There's not necessarily a one-to-one bullet-point-to-post correspondence in that list; I won't know exactly how much space it takes to make each point until I've done it. It seems excessively long to me too, but it's how my notes map out.
A summary post is more or less what I tried to start with and failed. It kept coming out in arguments that only 'work' for people that already know where I'm coming from, e.g. it assumed the superiority of specialized protocols and the Rule of Separation, neither of which means anything to nontechnical users or even most power users. Our base is tech savvy but it's mostly post-2000 tech-savvy, I think.
[edit: I might add a bullet-point summary to the bottom of this post without justifications after I've had a chance to see the comments and which objections people actually raise]
I assumed you didn't want people to raise technical objections to this post, and let you present your argument first. But if you want them now, here are some objections that gjm didn't mention:
I didn't, but I was assuming people would anyway. I was actually hoping for higher-level objections like the problems I listed in the post, but, well. I'll answer you anyway and maybe edit the post later. Most of these fall under 3.2 and 3.3 in the outline.
(ETA: I am answering this in moderate detail not to encourage technical back-and-forth but to demonstrate that I have thought this through)
Meta: replying in a list-based format is inconvenient and I tentatively suggest making a separate reply for each significant list item.
Agreed that it's inconvenient. Rather than separate it I'll cut it down. 2, 4, and 6 all collapse to "client feature sets differ"; this is a meta-feature, not a meta-bug. The downside of client control is that not everybody sees the same thing. The upside of client control is client competition, which has similar benefits to market competition.
Solving adoption is the point of section 2 and is too long to describe here. Note that, as mentioned, I do not actually expect this to be adopted. The world isn't that kind.
3 is a legitimate problem and will be addressed, but it's the sort of thing where I need to spin up INN and see how it actually behaves when presented with edit-style supersedes. If there is a weak point in my "this is possible" argument, this is it.

**Supplied records:**
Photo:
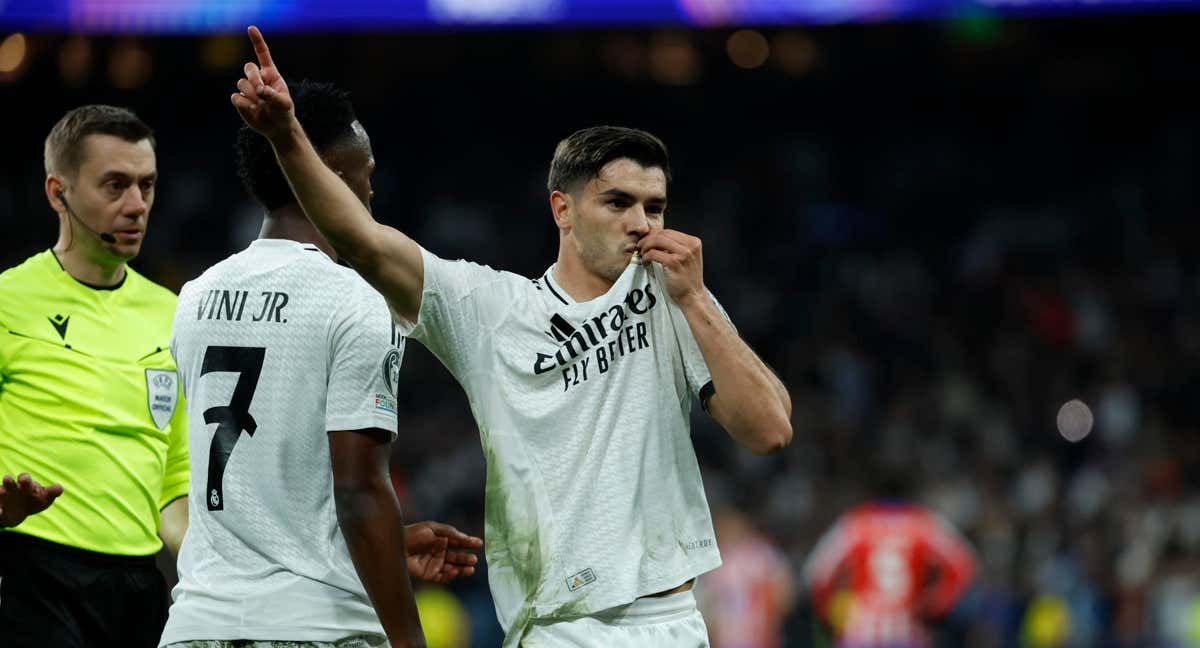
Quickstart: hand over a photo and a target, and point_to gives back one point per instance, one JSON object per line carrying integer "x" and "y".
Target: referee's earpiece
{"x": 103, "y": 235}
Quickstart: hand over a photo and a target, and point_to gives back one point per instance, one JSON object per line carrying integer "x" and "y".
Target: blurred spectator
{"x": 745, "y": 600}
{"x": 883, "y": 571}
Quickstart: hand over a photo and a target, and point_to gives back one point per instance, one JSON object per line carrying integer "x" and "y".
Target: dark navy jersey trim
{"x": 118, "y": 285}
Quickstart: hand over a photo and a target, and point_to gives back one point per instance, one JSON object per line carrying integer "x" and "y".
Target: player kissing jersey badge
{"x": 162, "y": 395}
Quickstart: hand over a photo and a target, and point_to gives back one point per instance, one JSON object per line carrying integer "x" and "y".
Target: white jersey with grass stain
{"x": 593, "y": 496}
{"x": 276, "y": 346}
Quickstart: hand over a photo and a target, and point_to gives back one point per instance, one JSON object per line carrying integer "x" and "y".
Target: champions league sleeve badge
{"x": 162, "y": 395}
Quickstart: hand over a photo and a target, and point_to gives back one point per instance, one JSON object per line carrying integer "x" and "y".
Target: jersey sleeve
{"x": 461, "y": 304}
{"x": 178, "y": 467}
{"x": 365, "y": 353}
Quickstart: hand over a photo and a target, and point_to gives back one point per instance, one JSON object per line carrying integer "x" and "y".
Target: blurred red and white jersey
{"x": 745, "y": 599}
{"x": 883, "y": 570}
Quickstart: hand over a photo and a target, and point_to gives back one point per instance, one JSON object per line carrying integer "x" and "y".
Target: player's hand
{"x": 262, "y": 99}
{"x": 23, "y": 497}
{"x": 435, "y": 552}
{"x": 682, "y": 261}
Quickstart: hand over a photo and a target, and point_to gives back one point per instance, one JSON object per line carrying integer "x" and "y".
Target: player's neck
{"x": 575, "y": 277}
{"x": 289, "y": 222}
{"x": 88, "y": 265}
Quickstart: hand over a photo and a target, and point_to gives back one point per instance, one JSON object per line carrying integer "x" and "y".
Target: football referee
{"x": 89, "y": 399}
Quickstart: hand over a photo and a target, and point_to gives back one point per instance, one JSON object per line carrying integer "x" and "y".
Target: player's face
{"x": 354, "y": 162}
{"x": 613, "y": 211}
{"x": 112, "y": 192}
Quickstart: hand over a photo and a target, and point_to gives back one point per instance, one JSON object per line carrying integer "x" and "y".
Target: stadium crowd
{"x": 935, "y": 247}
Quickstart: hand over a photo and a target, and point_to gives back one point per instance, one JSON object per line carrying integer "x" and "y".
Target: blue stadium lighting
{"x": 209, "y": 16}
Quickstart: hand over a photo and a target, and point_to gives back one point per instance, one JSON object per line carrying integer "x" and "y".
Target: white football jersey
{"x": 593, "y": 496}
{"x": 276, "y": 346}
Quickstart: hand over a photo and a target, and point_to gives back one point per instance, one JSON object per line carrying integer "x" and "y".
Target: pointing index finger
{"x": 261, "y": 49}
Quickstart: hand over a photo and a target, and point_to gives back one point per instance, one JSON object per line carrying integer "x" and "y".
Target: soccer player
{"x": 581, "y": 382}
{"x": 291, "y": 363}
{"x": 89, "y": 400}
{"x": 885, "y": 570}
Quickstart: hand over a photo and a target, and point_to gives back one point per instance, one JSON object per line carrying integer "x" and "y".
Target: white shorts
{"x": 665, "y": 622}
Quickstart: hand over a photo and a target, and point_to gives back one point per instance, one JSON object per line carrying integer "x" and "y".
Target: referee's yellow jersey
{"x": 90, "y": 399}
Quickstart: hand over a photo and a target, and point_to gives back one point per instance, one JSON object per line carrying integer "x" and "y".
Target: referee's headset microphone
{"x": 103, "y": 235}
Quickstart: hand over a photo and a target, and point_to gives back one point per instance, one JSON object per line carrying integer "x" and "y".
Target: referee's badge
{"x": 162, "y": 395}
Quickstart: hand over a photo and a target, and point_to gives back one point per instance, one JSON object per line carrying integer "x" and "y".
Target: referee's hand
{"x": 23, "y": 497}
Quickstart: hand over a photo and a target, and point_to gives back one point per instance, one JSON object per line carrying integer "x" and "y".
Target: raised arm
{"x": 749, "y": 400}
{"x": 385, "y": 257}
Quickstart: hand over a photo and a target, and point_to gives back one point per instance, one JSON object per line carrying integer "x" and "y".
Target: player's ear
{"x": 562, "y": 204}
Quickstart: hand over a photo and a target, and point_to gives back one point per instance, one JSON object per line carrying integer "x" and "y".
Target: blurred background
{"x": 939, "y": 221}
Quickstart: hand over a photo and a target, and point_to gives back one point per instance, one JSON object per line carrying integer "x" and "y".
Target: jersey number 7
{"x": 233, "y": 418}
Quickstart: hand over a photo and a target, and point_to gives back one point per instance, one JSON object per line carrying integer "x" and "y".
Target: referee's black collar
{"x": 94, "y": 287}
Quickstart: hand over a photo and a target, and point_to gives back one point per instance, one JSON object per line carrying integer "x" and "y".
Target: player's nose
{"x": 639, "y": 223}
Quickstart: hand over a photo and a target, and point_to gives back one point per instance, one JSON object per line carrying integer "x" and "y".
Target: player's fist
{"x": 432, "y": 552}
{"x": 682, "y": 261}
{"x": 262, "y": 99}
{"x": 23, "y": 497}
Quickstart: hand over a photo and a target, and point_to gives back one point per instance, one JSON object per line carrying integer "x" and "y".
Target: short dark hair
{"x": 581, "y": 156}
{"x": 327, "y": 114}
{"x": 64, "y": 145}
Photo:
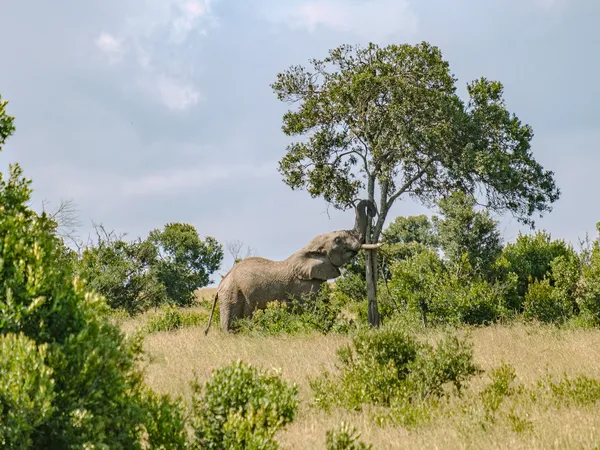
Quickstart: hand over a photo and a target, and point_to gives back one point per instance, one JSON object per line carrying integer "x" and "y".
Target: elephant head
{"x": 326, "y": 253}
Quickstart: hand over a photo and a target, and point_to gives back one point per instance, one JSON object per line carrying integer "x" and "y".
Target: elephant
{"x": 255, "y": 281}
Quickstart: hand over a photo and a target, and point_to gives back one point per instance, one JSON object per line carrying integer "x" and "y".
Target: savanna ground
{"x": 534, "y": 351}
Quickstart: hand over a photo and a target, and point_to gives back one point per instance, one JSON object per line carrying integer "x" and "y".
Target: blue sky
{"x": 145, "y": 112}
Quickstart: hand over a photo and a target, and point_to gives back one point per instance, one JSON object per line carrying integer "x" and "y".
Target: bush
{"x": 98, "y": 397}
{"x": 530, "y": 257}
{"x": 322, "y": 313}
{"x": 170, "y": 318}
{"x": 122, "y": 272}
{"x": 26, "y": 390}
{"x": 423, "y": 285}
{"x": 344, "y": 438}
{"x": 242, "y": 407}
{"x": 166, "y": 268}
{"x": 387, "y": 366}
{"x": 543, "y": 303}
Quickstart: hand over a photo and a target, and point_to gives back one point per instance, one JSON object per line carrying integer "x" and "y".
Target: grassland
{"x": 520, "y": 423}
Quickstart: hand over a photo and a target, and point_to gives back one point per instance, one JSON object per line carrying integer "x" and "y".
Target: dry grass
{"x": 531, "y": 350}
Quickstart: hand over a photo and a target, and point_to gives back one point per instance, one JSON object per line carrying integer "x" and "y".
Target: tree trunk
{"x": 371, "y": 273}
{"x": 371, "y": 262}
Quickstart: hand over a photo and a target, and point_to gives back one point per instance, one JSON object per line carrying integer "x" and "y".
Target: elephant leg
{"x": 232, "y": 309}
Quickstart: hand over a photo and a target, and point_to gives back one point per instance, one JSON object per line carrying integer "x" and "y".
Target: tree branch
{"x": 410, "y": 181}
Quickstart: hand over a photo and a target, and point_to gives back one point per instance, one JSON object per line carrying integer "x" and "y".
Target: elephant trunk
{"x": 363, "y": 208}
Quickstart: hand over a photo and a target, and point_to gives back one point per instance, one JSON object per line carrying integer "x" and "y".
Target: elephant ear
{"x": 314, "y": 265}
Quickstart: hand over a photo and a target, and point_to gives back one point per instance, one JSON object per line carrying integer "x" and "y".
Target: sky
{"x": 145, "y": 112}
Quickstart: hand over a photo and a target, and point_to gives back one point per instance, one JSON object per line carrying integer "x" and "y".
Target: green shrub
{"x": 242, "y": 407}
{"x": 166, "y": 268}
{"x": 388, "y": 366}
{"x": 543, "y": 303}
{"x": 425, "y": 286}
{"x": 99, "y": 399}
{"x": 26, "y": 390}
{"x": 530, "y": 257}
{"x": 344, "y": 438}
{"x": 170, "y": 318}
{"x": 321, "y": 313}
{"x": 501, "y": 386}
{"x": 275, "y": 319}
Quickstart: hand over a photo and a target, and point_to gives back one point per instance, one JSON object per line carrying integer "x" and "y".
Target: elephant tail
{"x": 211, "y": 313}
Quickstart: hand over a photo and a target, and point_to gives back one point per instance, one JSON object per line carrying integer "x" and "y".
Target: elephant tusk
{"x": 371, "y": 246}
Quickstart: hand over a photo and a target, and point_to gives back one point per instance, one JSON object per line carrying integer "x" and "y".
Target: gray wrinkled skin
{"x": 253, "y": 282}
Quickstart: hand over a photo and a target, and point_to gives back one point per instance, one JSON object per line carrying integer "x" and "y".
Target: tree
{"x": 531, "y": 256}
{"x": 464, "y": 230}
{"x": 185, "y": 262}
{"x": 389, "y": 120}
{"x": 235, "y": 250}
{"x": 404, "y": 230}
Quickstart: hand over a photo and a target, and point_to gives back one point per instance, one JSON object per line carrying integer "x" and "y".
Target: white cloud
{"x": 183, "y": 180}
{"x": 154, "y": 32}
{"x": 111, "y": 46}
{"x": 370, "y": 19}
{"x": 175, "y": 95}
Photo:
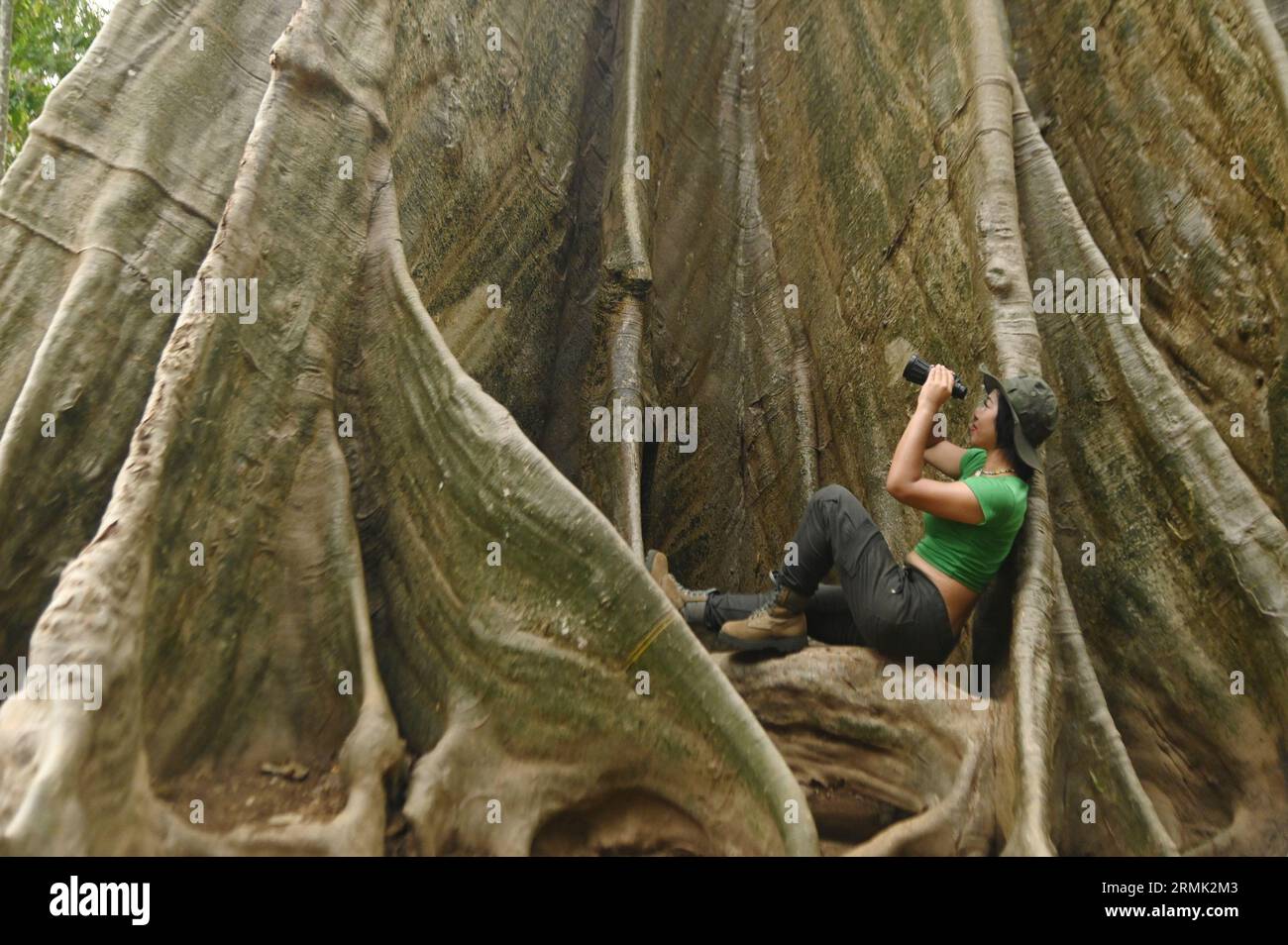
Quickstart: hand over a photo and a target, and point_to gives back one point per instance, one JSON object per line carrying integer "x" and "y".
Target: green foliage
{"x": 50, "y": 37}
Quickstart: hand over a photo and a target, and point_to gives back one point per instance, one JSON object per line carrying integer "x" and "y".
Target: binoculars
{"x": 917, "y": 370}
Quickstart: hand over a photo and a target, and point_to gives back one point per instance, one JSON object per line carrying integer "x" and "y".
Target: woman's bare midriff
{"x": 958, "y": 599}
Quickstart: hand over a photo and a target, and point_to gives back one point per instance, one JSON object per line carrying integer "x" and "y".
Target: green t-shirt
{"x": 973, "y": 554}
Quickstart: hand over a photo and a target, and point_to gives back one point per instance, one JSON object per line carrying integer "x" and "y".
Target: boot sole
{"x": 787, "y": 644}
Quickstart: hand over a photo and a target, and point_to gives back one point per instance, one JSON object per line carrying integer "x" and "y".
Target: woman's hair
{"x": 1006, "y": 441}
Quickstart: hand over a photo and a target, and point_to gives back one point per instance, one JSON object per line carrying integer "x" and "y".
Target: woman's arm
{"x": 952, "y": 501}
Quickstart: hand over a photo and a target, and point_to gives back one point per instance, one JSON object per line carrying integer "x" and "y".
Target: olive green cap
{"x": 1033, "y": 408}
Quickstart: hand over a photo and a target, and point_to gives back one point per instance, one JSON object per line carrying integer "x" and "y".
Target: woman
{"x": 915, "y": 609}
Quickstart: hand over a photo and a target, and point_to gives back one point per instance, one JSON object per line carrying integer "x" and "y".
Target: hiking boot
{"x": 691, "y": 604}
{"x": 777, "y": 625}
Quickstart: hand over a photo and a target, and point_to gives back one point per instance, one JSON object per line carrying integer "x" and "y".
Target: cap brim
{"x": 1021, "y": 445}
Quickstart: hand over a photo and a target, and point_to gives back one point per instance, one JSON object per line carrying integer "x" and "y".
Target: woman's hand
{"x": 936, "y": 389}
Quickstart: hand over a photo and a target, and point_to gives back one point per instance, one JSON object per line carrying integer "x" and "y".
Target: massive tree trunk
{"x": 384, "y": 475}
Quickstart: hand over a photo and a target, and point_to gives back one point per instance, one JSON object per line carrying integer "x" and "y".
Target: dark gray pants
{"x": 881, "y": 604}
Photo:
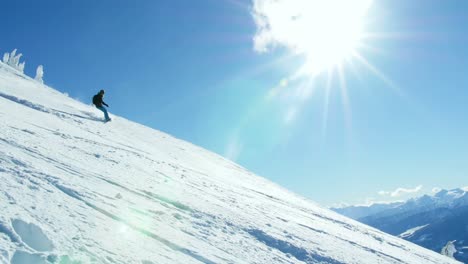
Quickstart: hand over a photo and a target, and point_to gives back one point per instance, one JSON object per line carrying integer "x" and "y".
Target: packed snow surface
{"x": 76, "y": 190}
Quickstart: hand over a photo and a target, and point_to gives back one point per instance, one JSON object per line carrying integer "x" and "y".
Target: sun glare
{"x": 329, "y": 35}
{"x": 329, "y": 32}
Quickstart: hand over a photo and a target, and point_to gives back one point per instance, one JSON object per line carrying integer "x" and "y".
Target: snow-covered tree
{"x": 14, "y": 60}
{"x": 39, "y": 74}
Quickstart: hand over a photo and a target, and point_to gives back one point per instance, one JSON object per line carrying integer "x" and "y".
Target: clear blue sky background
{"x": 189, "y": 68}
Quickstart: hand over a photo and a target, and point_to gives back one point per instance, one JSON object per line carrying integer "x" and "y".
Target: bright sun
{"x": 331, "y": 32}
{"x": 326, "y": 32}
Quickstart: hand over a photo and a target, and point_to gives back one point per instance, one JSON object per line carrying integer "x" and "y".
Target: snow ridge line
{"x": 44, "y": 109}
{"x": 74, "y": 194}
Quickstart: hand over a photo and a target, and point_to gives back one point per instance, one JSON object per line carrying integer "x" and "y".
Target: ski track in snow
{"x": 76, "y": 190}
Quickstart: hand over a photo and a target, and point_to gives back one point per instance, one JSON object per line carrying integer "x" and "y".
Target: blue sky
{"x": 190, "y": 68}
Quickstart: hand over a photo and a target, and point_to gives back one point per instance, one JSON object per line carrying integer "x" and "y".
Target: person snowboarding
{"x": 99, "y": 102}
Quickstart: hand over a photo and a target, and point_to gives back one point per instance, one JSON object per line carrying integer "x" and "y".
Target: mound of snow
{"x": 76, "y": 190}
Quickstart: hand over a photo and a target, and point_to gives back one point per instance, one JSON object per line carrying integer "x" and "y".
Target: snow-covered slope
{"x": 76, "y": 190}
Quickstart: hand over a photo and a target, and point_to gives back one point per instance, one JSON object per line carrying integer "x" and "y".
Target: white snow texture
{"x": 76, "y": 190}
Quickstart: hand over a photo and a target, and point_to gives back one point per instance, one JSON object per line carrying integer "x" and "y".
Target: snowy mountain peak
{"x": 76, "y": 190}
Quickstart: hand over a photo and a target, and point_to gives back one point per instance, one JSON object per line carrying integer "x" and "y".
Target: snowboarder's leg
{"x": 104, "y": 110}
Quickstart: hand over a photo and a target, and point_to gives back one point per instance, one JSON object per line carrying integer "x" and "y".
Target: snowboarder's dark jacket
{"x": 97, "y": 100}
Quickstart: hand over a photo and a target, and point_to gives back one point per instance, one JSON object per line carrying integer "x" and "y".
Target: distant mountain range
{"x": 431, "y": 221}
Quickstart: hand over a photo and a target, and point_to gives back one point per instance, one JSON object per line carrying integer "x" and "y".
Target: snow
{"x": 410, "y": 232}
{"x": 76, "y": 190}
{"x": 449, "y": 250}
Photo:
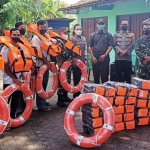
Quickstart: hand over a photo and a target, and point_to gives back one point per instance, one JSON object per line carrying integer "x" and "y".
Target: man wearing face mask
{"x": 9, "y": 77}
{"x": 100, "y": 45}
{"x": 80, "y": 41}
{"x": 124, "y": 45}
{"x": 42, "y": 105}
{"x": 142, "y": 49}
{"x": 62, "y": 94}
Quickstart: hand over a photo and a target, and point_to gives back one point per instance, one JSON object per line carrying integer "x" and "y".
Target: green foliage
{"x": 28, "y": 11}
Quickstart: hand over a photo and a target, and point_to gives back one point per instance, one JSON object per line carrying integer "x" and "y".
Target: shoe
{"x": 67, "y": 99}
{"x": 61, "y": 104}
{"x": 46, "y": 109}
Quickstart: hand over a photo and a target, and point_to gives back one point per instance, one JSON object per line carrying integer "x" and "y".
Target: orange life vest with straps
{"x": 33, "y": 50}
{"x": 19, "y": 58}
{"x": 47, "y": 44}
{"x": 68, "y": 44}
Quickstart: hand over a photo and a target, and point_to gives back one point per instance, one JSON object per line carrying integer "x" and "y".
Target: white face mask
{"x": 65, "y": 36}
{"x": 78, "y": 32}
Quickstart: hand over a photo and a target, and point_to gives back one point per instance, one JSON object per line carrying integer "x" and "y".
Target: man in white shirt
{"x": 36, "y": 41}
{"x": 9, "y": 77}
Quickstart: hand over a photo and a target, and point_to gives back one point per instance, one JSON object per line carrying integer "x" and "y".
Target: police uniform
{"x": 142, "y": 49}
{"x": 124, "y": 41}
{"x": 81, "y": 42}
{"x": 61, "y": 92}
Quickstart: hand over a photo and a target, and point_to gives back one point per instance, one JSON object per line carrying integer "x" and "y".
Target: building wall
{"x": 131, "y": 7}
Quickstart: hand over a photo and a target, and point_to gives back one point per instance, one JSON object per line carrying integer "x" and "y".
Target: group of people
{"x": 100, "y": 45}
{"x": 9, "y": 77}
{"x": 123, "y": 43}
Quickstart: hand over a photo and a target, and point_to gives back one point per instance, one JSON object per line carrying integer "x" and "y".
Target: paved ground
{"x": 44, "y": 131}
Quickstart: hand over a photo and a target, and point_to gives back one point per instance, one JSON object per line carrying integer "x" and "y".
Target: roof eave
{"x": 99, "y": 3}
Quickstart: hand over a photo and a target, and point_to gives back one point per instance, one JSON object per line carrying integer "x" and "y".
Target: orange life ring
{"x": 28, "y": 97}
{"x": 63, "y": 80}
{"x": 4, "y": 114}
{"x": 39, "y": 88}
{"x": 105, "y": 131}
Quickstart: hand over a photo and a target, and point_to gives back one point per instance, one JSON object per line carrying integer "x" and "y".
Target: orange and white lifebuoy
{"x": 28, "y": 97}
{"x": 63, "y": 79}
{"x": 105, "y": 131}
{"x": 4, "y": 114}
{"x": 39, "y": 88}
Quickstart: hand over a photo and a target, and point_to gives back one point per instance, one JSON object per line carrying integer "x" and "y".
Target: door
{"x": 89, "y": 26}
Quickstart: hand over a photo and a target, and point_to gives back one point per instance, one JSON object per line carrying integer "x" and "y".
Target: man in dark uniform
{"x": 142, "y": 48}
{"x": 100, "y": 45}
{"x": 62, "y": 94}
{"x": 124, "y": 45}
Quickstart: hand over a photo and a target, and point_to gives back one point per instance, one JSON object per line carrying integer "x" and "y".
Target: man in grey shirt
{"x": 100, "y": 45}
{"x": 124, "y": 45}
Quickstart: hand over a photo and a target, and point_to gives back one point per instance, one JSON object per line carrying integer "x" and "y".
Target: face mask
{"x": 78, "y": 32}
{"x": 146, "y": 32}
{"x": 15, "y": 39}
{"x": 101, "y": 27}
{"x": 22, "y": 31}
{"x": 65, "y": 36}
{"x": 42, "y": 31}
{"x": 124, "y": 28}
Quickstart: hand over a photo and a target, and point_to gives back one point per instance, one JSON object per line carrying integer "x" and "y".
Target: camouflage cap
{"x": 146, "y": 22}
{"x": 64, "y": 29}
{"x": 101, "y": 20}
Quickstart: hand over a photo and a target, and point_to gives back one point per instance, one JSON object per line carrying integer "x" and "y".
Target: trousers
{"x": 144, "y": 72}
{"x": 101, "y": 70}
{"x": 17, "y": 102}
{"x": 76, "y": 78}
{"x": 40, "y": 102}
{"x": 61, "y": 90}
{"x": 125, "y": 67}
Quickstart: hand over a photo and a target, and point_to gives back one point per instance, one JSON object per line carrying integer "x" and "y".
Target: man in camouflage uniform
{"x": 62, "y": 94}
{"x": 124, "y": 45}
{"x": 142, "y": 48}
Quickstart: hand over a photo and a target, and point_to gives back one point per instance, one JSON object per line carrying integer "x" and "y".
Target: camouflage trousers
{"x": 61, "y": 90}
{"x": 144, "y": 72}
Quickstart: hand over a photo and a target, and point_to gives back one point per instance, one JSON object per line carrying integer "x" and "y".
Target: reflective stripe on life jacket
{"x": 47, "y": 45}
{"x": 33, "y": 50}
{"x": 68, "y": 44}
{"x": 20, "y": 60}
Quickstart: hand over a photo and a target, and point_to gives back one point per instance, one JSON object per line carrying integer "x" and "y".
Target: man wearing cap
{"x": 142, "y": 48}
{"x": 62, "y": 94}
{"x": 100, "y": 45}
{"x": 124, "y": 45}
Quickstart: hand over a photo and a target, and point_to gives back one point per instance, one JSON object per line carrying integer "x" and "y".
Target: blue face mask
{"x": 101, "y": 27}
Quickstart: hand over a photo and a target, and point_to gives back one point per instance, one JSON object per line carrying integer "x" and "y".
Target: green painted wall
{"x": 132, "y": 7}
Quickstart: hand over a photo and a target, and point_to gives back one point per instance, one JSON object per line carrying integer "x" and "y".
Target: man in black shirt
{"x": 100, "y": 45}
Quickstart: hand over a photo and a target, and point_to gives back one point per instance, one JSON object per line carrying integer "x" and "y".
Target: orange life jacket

**Exercises to complete:**
1. In the forum thread, what does the writer say they need to spin up to see how it behaves with edit-style supersedes?
2. Show every line of the records that contains the string "woman". Case counts.
The forum thread and the records come from separate, unrelated sources.

**Solutions below:**
1. INN.

2.
Target: woman's bare midriff
Target: woman's hair
Target: woman's arm
Target: woman
Target: woman's hand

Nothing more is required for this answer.